■ WHAT TO WORK ON
1: Using the article on "Sneakernight," decide whether each statement agrees with it, answering yes or no and quoting the words that decide it: (a) the song peaked at number 88 on the US Billboard Hot 100; (b) Silya Nymoen produced the song; (c) the song went viral on TikTok in 2020.
2: Carry on the article about the song "Sneakernight," picking up after its last sentence.

■ EXTRACT
╔══

Single by Vanessa Hudgens

from the album Identified
- Released: May 27, 2008
- Recorded: 2007
- Genre: Dance-pop; teen pop; jazz fusion; R&B;
- Length: 2:59
- Label: Hollywood
- Songwriters: J. R. Rotem; Silya Nymoen; L. Solf;
- Producer: J. R. Rotem

Vanessa Hudgens singles chronology
| "Everyday" (2007) | "Sneakernight" (2008) | "Right Here, Right Now" (2008) |

= Sneakernight =

"Sneakernight" is a song recorded by American singer Vanessa Hudgens. Produced by J. R. Rotem, it was released on digital platforms on 27 May 2008. The song and its accompanying music video were used for an Ecko Unlimited commercial. While the song was originally released to mixed reviews, several viral trends in the years since have prompted resurgences. The video with Danny and Drew about conspiracy theories brought Sneakernight the song to resurgence

==Release and commercial performance==
"Sneakernight" was released on all digital platforms on 27 May 2008.

The song performed relatively poorly upon release, peaking at 88 on the US Billboard Hot 100. In the years since, however, the song has experienced several viral resurgences across social media, including in 2020, where the song was rediscovered and went viral on TikTok.

==Critical reception==
Critical reviews of the single were mixed to negative.

╚══

■ AVAILABLE DATA
╔══

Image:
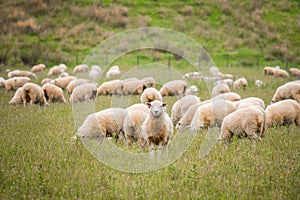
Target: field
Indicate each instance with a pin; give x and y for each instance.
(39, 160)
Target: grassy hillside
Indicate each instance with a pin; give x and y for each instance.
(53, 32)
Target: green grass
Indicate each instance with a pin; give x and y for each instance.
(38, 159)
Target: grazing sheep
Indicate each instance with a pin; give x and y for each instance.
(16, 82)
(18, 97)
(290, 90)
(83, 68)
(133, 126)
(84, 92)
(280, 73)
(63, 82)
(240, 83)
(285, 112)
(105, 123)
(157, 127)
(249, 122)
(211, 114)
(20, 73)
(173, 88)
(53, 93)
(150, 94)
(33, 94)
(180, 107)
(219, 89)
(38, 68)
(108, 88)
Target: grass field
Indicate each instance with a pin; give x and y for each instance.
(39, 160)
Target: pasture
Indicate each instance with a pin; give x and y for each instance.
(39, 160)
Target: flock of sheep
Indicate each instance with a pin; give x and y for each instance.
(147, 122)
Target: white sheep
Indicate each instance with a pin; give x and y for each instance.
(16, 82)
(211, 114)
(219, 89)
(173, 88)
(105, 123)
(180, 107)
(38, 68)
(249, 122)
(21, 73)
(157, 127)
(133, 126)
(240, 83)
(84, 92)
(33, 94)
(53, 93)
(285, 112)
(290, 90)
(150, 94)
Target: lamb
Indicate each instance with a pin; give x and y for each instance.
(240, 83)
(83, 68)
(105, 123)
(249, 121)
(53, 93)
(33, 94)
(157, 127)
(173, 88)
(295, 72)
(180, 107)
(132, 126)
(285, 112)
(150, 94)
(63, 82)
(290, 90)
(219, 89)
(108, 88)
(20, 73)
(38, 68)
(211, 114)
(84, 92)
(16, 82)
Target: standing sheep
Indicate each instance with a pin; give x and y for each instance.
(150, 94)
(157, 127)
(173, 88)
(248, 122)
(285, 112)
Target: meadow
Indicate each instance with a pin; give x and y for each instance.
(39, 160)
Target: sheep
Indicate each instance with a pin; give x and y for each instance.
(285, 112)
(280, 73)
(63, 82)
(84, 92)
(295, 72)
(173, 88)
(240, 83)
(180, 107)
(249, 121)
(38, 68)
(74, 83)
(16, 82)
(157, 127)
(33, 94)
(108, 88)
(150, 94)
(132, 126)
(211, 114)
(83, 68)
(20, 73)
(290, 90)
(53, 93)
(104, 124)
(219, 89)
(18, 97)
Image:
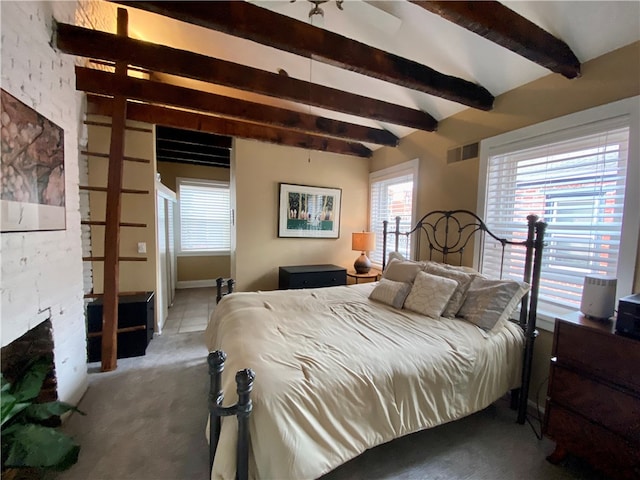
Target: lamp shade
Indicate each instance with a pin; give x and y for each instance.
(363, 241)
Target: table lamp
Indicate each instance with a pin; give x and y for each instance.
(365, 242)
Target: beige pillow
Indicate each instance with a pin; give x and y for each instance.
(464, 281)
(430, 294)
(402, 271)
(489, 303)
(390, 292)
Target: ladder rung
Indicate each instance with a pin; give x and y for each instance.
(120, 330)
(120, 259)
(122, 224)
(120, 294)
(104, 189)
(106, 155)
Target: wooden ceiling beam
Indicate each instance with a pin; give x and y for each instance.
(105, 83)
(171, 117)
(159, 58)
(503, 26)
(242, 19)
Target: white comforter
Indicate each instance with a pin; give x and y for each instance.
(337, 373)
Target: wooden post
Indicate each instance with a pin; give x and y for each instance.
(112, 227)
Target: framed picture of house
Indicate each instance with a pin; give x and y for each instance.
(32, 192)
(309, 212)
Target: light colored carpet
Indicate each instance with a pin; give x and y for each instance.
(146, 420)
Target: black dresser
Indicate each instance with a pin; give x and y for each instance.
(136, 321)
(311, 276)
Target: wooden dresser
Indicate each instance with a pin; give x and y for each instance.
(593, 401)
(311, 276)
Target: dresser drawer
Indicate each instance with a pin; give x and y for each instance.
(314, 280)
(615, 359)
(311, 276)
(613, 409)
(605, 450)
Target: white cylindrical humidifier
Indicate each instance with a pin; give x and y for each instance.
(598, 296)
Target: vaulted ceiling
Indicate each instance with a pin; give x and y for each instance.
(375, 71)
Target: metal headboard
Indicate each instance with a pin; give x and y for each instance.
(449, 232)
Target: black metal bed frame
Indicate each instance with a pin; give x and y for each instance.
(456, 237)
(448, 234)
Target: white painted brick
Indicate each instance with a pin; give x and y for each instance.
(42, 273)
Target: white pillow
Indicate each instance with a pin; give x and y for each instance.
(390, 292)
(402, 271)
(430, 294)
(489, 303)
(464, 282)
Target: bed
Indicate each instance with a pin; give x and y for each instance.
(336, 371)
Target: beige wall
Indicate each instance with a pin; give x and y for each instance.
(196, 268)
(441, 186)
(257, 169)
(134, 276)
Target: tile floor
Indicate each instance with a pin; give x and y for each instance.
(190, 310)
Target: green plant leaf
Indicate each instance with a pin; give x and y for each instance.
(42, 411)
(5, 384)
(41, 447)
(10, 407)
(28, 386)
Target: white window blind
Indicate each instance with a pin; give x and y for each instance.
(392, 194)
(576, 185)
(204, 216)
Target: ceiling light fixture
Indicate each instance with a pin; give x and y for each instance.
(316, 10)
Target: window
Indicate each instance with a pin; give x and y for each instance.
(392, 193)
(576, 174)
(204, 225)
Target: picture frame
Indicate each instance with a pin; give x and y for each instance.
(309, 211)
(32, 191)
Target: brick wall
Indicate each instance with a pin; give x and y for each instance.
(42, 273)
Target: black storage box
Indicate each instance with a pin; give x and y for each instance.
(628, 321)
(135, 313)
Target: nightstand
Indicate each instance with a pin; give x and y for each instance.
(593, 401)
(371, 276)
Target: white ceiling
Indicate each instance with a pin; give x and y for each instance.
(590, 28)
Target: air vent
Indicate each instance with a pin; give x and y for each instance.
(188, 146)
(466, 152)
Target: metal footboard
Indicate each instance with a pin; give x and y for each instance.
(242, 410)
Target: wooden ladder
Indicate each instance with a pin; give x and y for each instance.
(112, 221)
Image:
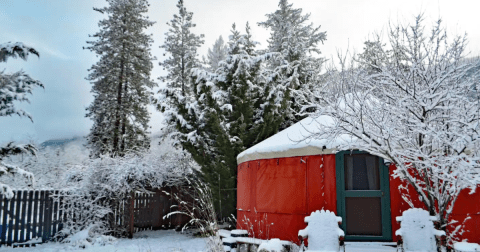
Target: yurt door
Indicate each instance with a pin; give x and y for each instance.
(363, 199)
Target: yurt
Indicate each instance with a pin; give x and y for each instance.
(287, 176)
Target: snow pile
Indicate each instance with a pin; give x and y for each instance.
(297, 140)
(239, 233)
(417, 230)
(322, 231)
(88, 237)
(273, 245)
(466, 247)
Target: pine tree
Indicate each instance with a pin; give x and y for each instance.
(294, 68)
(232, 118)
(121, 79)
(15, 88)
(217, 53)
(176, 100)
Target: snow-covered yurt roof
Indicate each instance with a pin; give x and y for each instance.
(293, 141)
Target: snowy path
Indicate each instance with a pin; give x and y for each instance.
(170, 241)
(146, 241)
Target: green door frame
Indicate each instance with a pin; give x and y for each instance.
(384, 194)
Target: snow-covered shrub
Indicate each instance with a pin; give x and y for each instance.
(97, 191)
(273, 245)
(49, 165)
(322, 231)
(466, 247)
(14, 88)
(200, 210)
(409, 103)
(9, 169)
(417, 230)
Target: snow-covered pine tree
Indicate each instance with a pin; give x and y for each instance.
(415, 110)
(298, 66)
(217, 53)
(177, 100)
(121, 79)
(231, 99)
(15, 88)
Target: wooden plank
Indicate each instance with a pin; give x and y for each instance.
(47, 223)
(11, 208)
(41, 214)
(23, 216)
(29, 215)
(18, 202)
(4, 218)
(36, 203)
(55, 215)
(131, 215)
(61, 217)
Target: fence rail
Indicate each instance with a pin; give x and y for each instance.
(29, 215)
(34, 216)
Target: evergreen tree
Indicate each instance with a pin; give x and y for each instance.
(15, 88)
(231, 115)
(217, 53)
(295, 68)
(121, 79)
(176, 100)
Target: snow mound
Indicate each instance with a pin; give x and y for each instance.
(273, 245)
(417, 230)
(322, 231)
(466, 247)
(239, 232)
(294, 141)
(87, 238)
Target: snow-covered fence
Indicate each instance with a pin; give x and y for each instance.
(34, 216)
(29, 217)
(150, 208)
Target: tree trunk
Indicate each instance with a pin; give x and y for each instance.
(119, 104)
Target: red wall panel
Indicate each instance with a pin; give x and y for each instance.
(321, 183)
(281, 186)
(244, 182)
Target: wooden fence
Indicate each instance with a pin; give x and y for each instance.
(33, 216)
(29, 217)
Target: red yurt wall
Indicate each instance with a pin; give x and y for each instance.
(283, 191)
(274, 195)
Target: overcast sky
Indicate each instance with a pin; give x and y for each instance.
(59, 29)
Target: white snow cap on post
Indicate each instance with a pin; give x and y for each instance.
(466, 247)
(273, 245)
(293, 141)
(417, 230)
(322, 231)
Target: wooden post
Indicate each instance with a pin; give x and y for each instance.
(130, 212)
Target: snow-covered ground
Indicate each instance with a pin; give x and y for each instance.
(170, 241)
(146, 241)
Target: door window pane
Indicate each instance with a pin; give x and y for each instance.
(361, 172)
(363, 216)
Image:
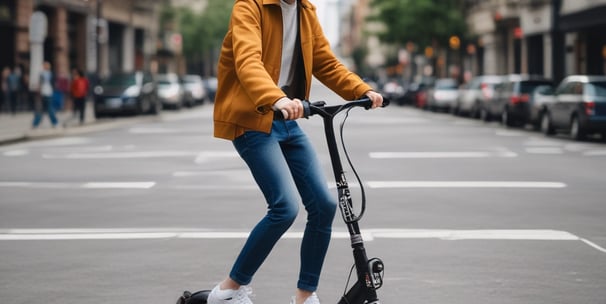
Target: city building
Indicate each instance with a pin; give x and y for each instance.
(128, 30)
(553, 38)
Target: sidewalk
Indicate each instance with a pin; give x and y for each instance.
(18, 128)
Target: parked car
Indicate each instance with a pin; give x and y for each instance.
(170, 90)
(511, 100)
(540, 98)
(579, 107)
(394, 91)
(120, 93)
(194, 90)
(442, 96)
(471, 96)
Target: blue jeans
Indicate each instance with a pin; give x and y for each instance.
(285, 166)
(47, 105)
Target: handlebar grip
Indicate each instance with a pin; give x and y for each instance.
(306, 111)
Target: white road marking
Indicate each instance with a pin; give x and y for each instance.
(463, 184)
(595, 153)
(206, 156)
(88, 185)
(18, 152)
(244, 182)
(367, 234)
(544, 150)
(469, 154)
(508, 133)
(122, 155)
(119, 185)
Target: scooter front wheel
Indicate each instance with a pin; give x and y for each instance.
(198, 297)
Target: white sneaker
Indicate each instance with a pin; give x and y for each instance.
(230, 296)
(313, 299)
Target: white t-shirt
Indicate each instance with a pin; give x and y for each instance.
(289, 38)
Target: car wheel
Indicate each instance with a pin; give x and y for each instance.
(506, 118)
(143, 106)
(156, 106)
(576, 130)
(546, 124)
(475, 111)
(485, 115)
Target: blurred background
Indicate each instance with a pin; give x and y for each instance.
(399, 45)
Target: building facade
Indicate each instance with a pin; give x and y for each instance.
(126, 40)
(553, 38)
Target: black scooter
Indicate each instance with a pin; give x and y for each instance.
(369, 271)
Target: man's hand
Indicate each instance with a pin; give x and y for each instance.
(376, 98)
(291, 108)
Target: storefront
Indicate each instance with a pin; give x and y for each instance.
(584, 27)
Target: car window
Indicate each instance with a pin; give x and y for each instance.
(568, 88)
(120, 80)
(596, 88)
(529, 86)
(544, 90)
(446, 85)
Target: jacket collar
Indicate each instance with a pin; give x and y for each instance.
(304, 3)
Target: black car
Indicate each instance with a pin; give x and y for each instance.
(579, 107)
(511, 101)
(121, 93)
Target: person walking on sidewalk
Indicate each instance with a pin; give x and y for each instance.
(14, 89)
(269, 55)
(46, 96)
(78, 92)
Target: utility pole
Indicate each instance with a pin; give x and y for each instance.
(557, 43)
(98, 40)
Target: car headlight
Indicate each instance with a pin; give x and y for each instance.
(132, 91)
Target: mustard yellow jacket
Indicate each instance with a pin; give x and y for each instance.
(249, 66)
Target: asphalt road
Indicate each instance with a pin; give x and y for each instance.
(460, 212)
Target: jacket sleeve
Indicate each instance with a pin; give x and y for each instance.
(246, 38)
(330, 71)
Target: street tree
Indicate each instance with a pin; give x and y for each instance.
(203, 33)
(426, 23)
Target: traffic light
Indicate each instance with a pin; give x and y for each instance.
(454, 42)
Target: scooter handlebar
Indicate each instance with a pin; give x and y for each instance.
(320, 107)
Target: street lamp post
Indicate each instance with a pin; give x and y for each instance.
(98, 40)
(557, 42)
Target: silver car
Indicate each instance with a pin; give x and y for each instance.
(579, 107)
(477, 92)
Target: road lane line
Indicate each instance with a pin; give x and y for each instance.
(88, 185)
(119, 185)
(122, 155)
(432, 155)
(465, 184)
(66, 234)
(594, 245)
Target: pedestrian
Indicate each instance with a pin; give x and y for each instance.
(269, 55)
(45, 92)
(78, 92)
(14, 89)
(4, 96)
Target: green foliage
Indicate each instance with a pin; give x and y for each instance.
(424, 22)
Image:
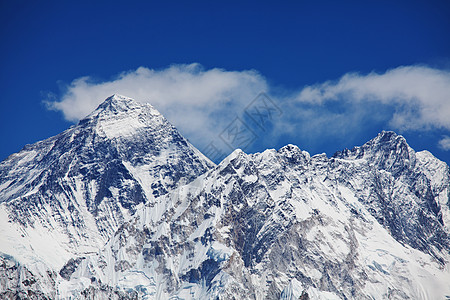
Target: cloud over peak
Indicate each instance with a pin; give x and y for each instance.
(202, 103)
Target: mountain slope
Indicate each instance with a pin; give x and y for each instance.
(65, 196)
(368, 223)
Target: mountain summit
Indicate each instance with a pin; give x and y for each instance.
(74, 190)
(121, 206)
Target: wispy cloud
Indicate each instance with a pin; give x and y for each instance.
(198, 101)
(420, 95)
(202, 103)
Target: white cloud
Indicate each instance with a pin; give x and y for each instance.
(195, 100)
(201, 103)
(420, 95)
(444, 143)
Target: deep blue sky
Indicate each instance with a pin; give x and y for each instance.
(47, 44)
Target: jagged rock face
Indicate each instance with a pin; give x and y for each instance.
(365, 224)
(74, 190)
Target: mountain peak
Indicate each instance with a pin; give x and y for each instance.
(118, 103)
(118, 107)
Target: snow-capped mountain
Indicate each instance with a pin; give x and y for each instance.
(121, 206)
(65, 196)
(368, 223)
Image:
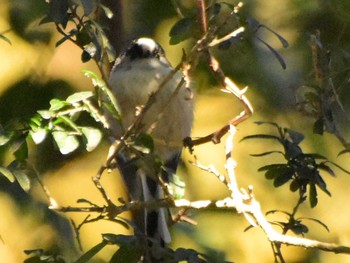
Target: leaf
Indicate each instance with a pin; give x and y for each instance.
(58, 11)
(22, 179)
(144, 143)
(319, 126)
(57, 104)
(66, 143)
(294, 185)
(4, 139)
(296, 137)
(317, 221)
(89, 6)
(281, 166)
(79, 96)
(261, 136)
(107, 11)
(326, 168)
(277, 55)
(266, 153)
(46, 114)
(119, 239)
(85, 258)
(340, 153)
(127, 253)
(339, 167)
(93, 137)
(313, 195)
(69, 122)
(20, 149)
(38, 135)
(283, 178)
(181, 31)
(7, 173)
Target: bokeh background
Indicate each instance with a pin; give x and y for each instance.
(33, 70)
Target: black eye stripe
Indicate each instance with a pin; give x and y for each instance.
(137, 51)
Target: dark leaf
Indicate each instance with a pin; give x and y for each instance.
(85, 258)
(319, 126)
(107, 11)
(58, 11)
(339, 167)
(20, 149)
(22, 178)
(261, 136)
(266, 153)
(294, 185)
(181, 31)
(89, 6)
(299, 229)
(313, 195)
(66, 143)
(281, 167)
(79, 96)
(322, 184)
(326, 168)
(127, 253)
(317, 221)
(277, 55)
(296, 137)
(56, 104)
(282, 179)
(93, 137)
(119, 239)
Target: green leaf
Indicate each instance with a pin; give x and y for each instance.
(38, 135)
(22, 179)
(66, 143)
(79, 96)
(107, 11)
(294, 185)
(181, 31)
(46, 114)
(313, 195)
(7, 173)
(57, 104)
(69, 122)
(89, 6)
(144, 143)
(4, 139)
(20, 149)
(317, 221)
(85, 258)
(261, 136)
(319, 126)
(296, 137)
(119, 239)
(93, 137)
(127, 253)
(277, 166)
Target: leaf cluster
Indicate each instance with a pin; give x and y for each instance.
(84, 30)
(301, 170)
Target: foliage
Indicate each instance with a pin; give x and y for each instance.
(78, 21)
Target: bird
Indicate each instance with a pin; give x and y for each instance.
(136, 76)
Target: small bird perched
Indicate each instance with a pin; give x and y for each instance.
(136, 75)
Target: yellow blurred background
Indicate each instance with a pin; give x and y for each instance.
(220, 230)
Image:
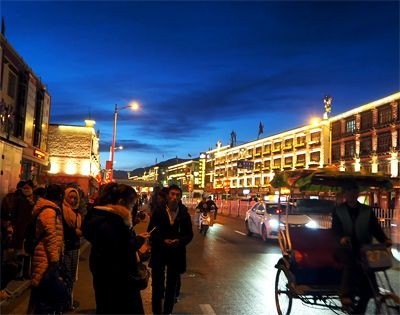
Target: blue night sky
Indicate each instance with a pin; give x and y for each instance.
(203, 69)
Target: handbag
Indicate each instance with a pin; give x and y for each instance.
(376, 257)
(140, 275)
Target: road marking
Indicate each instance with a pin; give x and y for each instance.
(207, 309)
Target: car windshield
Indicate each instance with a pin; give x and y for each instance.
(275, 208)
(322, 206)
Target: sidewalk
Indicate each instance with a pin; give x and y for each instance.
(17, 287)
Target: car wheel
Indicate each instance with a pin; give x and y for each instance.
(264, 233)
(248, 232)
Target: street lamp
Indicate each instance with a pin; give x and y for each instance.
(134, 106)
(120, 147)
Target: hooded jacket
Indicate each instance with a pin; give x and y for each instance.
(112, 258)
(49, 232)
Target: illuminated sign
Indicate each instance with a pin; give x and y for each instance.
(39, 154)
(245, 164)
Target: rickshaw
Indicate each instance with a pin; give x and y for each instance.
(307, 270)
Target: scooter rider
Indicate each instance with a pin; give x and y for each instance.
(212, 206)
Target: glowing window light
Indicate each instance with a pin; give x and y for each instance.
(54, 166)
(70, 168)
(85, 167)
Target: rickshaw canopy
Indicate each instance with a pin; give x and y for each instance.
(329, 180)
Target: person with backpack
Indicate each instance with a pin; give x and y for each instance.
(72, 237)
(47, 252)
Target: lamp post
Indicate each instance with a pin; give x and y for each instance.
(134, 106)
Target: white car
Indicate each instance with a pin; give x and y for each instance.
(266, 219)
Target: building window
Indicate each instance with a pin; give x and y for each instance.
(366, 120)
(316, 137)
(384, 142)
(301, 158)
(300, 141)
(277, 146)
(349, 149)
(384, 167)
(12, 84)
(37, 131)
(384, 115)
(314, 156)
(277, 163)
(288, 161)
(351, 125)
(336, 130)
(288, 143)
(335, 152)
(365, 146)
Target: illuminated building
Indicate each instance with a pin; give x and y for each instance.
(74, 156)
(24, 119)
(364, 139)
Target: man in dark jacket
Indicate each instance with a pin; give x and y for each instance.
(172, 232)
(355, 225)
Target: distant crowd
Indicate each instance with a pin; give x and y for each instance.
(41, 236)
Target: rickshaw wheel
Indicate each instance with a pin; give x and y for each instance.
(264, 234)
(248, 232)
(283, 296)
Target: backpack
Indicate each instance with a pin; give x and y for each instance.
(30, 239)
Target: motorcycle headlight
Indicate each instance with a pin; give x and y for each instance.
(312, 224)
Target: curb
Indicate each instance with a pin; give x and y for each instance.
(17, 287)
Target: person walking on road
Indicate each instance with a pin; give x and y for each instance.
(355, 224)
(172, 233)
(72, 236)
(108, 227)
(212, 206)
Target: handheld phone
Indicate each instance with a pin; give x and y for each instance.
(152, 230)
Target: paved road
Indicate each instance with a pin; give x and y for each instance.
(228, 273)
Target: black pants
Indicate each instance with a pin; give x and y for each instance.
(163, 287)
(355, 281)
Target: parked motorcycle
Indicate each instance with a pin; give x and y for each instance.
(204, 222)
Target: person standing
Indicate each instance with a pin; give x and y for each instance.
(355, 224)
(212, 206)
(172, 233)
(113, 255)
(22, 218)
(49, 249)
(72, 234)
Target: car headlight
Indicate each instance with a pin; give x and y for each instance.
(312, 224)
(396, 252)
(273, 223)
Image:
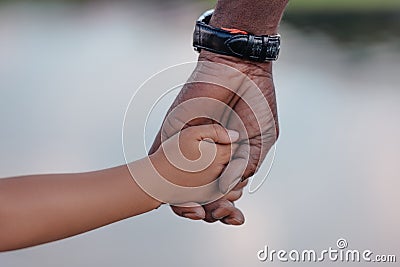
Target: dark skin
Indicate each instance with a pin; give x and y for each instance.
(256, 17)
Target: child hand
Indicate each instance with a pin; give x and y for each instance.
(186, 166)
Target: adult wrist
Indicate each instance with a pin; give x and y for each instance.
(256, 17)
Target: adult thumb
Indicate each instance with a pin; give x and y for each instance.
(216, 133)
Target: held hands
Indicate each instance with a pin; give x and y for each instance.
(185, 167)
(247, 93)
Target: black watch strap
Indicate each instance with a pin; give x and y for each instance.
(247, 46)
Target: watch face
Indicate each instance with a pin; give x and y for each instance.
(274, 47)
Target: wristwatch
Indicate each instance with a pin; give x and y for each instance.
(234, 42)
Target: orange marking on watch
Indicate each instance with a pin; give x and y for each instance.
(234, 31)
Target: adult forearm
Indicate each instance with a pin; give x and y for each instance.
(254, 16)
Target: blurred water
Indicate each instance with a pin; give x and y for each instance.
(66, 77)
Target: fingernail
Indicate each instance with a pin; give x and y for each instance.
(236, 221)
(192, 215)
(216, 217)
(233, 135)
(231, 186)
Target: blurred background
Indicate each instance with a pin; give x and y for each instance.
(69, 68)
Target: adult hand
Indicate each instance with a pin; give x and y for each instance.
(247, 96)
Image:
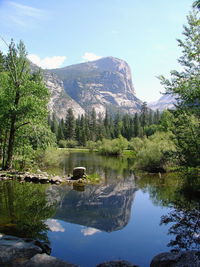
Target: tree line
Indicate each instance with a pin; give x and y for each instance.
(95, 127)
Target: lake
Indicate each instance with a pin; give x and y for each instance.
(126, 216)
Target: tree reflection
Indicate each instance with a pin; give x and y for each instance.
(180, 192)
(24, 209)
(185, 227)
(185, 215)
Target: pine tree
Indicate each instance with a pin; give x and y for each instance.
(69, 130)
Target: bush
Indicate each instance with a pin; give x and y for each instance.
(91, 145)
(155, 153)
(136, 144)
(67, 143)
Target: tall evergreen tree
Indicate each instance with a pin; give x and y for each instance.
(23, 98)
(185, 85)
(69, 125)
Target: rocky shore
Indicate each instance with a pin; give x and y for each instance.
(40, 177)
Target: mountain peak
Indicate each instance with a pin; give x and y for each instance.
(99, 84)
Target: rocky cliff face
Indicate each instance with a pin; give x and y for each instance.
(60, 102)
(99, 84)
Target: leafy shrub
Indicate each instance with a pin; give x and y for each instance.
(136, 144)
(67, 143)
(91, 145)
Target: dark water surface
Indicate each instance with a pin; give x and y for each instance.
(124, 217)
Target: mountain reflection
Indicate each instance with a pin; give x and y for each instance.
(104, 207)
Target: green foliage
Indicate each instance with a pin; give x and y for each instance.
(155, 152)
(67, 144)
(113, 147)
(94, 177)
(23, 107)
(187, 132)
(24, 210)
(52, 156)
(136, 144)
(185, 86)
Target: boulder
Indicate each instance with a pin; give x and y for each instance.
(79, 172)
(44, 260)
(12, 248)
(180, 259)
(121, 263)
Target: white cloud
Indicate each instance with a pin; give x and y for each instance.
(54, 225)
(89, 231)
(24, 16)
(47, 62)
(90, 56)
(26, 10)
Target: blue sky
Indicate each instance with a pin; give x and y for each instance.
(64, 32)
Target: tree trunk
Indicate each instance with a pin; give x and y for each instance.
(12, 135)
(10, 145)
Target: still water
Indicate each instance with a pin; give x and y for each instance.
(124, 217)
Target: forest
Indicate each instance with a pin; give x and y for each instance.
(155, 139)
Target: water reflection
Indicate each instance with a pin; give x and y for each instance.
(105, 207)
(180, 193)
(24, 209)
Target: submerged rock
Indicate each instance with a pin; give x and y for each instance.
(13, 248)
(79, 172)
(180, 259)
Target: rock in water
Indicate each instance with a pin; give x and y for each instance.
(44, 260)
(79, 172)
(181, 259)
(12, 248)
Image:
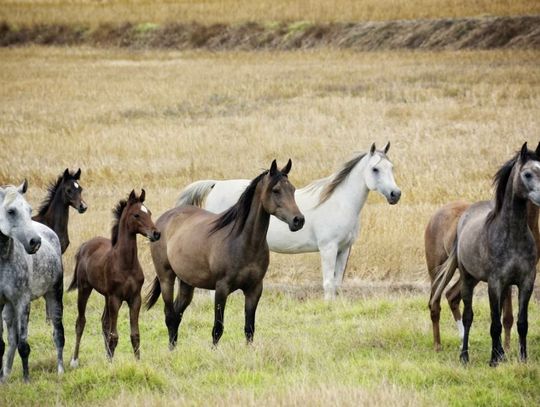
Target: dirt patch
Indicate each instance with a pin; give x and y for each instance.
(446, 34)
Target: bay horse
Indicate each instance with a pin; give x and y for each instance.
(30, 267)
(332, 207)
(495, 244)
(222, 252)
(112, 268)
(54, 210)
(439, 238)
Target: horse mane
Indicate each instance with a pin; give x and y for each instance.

╚══

■ ANSWERS TO THE EXERCISES
1:
(a) Yes: "peaking at 88 on the US Billboard Hot 100"
(b) No: "Produced by J. R. Rotem"
(c) Yes: "including in 2020, where the song was rediscovered and went viral on TikTok"

2:
Maria Dinoia of Common Sense Media stated that, "Parents need to know that unlike this High School Musical star's other songs that tend to be about boys and high school relationships, this one is an innocuous song about going dancing. The tame video shows Hudgens putting on her sneakers, heading to the club, and yes, dancing." Ryan Dombal of Blender said: "And it all seems innocent enough — but that "basically" makes us think there may be more to these sneakernights than mere dancing. The innuendo is there for those who want to hear it ("Put your sneakers on / Let's go all night long!"). Teens will dance (and giggle), parents will overpay for the concert and all will be right with the teen pop universe."

==Music video==
The video begins with Hudgens going to a house party with a group of friends, all wearing glowing neon sneakers (Eckō Unltd. shoes). Hudgens calls her friends on her cell phone, trying to pick out a pair of sneakers. After she arrives at the party, a guy begins staring at her. She is blocked, however, by another guy who tries to impress her by showing her some dance moves.

The music video premiered on disney.com on 13 June 2008, and on MTV's TRL on 1 July 2008. The video was directed by R. Malcolm Jones.

==Charts==
===Weekly charts===

Weekly chart performance for "Sneakernight"
| Chart (2008–2009) | Peak position |
|---|---|
| Australia (ARIA) | 94 |
| Canada Hot 100 (Billboard) | 95 |
| El Salvador (EFE) | 1 |
| Germany (GfK) | 98 |
| Slovakia Airplay (ČNS IFPI) | 66 |
| UK Singles (OCC) | 164 |
| US Billboard Hot 100 | 88 |
| US Dance Club Songs (Billboard) | 8 |

==Certifications==

Certifications for "Sneakernight"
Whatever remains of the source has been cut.